Orientierungs- oder Rekodierungsproblem?
Orientierungsprobleme werden in der Hypertext-Literatur primär
als Navigationsprobleme interpretiert und in Analogie zur Navigation in
natürlichen Umgebungen gesehen. Konsequenterweise werden Browser meist
in Analogie zu Landkarten gestaltet, bilden also die Knoten und ihre Beziehungen
zueinander räumlich-visuell ab. Diese Art Übersichtsmittel soll
die Leserin beim Aufbau einer mentalen Landkarte (mental map) unterstützen.
Das Problem der Desorientierung darf aber nicht nur auf
fehlendes Übersichtswissen in Analogie zur räumlichen Orientierung
reduziert werden, sondern es ist in seinem Kern ein Strukturierungs- bzw.
Recodierungsproblem. Wenn eine Leserin zu verstehen gibt, daß sie
nicht weiß, wo sie sich befindet, wohin sie gehen kann oder wie sie
zu einem bestimmten Punkt zurückgelangen kann, kann das auch Ausdruck
dafür sein, daß sie nicht weiß, in welcher Relation weiter
auseinanderliegende Knoten zueinander stehen, unter welchem übergeordneten
Konzept sie suchen muß.
Da in Hypertexten das Schwergewicht auf lokalen Relationen
und somit auf der Herstellung lokaler Kohärenz liegt, kann es ein
Problem bedeuten, die Beziehung zwischen nicht direkt über einen Link
miteinander verbundenen Knoten zu bestimmen (bzw. zu "entdecken"). Dieses
Problem kann durch graphische Browser oder sonstige visuell-räumliche
Überblickshilfen zwar reduziert werden, indem sie einfach abgesucht
werden, bis der entsprechende Knoten gefunden wird, aber die Ursache des
Problems liegt tiefer, nämlich in der fehlenden Vorstrukturierung
des Hypertextes und als Folge davon in der fehlenden globalen Kohärenz.

────

**AUFTRAG**
Setzen Sie den Text über Orientierungsprobleme in Hypertexten im Anschluss an seinen letzten Satz fort.

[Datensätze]
────

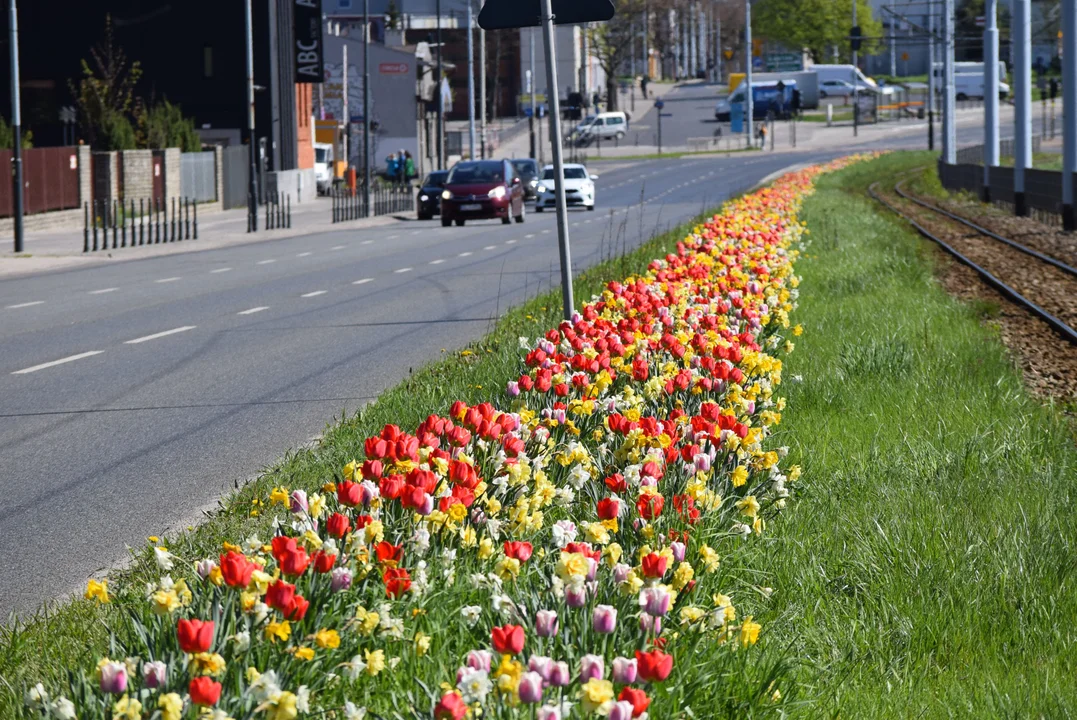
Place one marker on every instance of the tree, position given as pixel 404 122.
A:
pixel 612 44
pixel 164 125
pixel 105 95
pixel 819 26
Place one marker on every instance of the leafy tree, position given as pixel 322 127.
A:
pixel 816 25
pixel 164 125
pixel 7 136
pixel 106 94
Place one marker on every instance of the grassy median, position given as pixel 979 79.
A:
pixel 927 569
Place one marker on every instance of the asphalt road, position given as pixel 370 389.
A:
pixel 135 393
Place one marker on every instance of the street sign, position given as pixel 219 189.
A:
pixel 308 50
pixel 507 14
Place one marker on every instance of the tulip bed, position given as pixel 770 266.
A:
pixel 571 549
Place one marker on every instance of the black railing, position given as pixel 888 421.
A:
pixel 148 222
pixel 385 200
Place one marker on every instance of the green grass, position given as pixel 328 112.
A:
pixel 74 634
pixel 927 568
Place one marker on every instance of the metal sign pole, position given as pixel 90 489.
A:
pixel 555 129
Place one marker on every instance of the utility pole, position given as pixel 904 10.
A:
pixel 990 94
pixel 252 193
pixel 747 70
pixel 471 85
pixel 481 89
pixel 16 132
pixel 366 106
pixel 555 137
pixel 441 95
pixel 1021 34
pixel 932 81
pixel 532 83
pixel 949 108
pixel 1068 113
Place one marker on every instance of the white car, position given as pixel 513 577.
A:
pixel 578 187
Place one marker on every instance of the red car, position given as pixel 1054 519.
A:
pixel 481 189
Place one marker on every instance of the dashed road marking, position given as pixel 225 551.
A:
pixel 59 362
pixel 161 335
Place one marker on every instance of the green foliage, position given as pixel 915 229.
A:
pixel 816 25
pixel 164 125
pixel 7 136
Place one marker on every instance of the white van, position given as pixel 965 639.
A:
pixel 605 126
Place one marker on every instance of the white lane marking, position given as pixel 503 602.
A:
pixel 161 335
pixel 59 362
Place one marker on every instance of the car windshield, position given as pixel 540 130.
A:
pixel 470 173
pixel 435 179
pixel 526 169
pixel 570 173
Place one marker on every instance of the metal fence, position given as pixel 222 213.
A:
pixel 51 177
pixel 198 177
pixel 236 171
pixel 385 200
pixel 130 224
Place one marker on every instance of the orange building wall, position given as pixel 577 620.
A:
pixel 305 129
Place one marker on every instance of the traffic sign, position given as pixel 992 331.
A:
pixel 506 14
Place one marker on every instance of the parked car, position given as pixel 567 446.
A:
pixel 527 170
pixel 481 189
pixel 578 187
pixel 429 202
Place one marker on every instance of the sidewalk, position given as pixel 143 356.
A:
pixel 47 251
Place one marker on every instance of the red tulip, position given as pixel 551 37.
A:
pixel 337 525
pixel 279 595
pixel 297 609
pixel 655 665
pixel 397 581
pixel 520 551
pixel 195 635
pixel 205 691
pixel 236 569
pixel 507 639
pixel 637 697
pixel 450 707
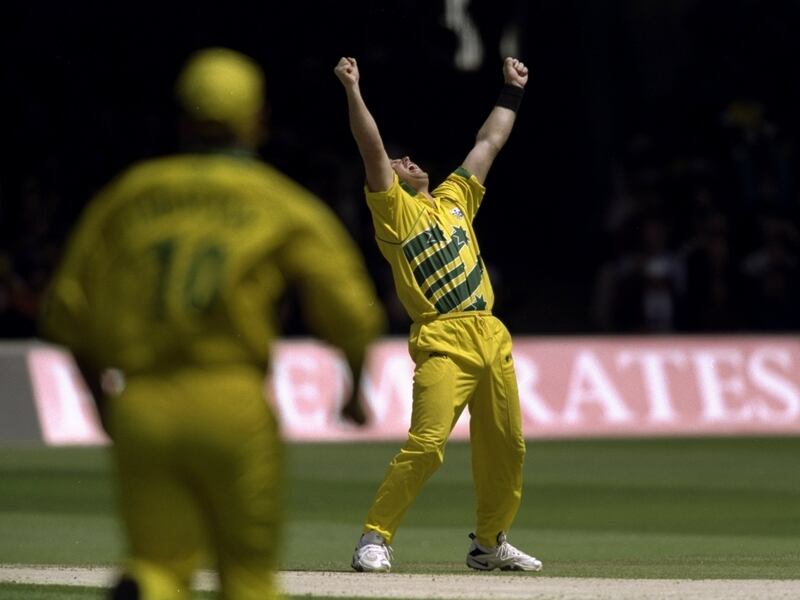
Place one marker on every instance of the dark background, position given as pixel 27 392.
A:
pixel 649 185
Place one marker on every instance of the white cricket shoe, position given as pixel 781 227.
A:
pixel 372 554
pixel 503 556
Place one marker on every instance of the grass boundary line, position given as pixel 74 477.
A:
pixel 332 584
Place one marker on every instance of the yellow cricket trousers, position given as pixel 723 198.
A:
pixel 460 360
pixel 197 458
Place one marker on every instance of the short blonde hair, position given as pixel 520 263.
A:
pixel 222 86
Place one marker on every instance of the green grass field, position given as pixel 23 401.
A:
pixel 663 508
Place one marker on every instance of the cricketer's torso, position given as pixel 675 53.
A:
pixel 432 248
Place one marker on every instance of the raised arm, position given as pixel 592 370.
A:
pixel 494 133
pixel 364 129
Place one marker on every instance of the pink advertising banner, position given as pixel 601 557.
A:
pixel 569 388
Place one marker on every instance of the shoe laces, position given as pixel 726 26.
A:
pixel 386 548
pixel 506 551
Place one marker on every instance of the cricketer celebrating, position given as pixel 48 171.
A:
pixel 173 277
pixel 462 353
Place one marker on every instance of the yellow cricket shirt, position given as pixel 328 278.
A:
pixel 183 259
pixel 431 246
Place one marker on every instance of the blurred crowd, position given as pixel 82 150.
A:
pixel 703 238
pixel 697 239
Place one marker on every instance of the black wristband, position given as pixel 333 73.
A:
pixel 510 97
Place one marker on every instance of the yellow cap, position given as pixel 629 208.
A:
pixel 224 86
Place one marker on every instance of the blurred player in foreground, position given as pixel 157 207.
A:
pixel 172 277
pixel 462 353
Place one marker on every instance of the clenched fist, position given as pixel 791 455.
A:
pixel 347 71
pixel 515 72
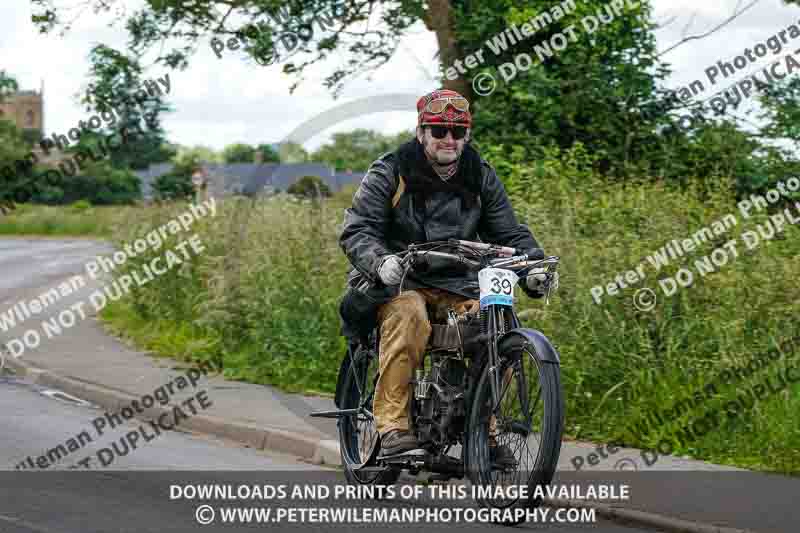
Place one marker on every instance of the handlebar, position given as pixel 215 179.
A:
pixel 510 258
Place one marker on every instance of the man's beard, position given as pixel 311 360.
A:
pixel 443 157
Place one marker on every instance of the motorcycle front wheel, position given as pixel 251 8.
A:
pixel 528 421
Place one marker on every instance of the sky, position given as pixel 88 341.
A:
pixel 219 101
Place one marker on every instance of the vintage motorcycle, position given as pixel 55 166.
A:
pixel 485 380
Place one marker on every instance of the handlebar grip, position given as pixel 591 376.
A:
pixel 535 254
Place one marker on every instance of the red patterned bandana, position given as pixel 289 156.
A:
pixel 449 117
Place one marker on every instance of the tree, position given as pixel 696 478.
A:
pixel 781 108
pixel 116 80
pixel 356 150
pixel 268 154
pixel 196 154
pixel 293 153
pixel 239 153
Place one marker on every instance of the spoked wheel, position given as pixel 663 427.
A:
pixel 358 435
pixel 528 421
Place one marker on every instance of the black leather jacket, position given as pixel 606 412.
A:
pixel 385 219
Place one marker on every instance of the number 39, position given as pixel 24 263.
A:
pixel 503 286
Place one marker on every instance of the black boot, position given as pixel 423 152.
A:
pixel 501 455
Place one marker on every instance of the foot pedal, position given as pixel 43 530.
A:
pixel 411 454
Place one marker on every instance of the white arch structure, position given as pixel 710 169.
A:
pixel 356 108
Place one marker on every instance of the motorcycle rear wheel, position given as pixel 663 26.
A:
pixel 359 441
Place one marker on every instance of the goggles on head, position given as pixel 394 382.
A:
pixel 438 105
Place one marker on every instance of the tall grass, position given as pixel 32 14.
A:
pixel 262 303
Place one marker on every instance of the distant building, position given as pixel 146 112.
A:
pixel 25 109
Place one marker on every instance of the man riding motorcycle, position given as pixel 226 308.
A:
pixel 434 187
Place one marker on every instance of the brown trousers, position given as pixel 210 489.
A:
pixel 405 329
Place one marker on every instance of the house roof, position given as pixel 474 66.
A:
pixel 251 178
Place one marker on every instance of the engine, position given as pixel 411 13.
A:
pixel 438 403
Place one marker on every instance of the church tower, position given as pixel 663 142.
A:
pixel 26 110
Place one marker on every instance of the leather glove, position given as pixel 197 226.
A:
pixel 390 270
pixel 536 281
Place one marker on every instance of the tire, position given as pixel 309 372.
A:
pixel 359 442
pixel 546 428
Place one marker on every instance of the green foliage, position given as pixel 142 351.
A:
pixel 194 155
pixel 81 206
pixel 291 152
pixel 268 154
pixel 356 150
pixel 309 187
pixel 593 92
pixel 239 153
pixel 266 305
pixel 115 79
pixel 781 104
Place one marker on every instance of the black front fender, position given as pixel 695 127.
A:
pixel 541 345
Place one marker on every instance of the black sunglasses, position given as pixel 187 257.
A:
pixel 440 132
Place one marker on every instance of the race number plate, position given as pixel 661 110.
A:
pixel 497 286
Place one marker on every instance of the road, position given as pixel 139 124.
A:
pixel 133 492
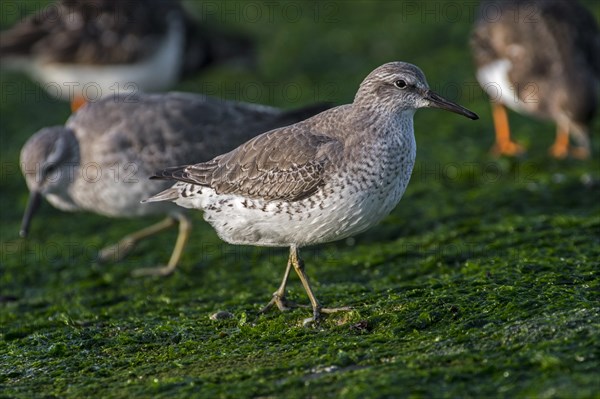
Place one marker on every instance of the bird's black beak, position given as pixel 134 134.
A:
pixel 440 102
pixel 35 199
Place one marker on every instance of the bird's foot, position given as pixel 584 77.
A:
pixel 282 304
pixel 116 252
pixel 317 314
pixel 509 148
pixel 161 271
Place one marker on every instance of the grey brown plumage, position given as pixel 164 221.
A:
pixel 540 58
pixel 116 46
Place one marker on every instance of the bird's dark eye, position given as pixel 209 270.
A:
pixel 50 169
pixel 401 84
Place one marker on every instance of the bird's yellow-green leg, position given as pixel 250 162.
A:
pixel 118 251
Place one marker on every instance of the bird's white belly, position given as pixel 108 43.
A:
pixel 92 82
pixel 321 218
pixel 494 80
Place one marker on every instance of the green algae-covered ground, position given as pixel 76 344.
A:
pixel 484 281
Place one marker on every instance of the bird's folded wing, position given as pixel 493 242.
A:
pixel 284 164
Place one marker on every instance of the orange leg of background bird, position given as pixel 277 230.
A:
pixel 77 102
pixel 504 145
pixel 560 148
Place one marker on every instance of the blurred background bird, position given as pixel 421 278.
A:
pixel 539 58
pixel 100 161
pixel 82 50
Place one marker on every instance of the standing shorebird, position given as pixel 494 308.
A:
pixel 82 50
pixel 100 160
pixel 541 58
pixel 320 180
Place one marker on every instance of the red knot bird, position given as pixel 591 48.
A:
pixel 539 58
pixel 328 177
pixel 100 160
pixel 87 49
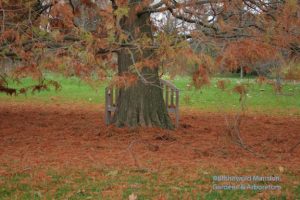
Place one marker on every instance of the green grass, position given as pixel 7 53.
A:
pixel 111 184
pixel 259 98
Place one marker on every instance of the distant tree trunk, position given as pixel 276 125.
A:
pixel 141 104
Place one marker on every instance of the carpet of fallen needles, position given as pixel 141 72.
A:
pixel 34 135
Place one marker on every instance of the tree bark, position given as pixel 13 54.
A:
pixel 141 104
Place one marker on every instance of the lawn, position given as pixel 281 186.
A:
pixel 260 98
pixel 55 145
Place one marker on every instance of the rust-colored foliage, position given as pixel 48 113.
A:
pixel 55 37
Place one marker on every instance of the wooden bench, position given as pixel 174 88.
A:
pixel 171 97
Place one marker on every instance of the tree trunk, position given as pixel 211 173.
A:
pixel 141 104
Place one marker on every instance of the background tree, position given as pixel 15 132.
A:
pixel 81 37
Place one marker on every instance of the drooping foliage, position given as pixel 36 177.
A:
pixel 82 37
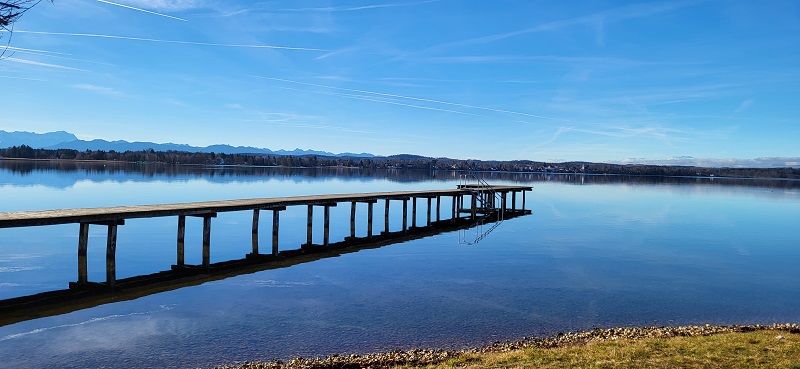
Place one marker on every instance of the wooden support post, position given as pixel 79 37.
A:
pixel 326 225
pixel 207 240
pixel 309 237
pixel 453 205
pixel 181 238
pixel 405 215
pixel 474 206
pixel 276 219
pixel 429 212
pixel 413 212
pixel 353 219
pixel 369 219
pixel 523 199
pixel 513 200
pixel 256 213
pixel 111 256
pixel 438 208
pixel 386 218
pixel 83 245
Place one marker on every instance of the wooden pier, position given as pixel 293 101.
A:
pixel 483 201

────

**ERGEBNIS**
Es ist bekannt, daß ein wichtiges Element erfolgreichen
Lernens das Ausmaß ist, in dem es der Lernenden gelingt, das dargebotene
Material zu organisieren, d.h. in einer möglichst effektiven Weise
relational miteinander zu verknüpfen. Eine umfangreiche Informationsmenge
kann nur dann erfolgreich enkodiert werden, wenn es gelingt, reduktive
Strategien anzuwenden. Dabei scheinen strukturelle "Angebote" beim Aufbau
solcher Wissensstrukturen einen wesentlichen lernerleichternden Effekt
zu haben. So konnte für das Lernen von Wortlisten nachgewiesen werden,
daß die Behaltensleistung steigt, wenn kategoriel zusammengehörende
Worte nacheinander dargeboten werden, die Listen über die verschiedenen
Präsentationsfolgen hinweg eine feste Reihenfolge aufweisen, oder
die Kategorien vorgegeben werden. Ferner konnte gezeigt werden, daß
dieses Clustering bzw. Chunking nicht auf eine Hierarchie-Ebene beschränkt
bleibt, sondern daß hierarchische Strukturen mit mehreren Ebenen
aufgebaut werden.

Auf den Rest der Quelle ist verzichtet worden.